### Exercise aim
The listing is to be reproduced exactly, excluding its pictures.

### Source information
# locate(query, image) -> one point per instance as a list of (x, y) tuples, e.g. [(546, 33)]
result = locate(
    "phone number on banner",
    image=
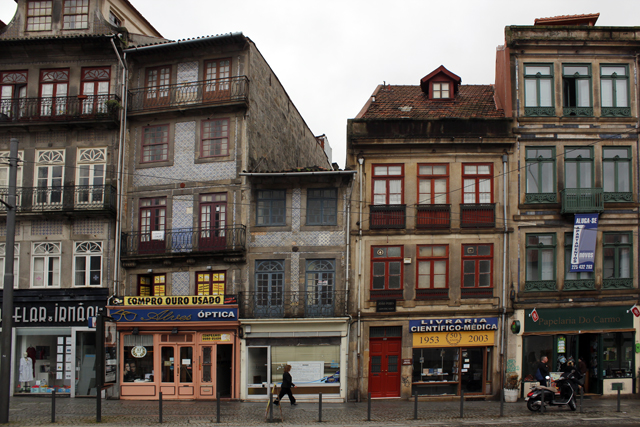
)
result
[(454, 339)]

### Task response
# locate(query, image) -> one point per instance as a list of (x, y) tuples, e.g. [(546, 33)]
result = locate(
    "phone number on banner",
    image=
)
result
[(454, 339)]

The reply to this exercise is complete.